---- MATERIAL SHOWN
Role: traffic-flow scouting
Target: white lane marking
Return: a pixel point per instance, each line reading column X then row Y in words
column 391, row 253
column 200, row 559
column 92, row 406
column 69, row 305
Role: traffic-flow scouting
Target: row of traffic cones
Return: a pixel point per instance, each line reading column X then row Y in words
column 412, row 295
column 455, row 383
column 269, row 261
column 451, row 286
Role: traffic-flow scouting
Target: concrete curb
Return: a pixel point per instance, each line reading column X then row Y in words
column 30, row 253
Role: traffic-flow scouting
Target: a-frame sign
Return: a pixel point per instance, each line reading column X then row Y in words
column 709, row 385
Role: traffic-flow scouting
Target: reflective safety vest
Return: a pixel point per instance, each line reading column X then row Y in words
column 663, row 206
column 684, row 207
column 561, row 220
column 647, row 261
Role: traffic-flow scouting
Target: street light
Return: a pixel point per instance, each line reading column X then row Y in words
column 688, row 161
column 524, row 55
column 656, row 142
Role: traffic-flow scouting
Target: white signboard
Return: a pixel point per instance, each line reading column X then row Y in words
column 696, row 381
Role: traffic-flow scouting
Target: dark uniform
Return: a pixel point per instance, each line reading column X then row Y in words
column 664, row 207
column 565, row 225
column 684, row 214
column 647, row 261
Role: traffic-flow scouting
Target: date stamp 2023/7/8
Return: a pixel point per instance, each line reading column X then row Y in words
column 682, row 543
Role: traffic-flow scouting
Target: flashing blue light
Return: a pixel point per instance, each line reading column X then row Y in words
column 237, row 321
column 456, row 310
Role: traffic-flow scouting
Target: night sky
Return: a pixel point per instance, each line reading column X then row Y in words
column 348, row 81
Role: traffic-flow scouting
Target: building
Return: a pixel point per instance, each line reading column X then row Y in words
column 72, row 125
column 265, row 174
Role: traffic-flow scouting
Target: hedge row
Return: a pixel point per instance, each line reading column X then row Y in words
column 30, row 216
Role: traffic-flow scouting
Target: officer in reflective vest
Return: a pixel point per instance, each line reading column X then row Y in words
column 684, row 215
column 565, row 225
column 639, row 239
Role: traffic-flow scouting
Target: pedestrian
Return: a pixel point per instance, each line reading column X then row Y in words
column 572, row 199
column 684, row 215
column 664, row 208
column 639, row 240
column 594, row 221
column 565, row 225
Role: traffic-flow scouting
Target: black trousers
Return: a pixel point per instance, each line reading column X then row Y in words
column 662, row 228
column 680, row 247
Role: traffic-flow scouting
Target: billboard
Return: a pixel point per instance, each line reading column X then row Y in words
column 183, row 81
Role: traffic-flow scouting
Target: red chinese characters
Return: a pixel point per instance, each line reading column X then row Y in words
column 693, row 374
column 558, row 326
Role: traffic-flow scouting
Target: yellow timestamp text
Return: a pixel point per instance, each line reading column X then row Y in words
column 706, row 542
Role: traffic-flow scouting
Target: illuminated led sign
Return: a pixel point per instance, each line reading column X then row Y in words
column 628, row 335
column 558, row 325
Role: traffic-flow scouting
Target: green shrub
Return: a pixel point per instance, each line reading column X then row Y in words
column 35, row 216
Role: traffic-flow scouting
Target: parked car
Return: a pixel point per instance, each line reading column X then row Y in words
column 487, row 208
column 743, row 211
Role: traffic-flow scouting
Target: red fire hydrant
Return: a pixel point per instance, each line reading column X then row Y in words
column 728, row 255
--------
(WHAT YOU WILL DO) Turn the lines above, from the very first one through the line with "column 451, row 286", into a numbered list with any blank lines left out.

(TASK ANSWER)
1. Role: traffic-flow scouting
2. Target: white lane marking
3. Return: a pixel point per instance, each line reading column X then row Y in words
4. column 391, row 253
5. column 200, row 559
6. column 92, row 406
7. column 69, row 305
8. Role: traffic-flow scouting
9. Target: row of traffic cones
10. Return: a pixel point per instance, each line reading column X then row Y in words
11. column 412, row 295
12. column 455, row 383
13. column 269, row 261
14. column 451, row 286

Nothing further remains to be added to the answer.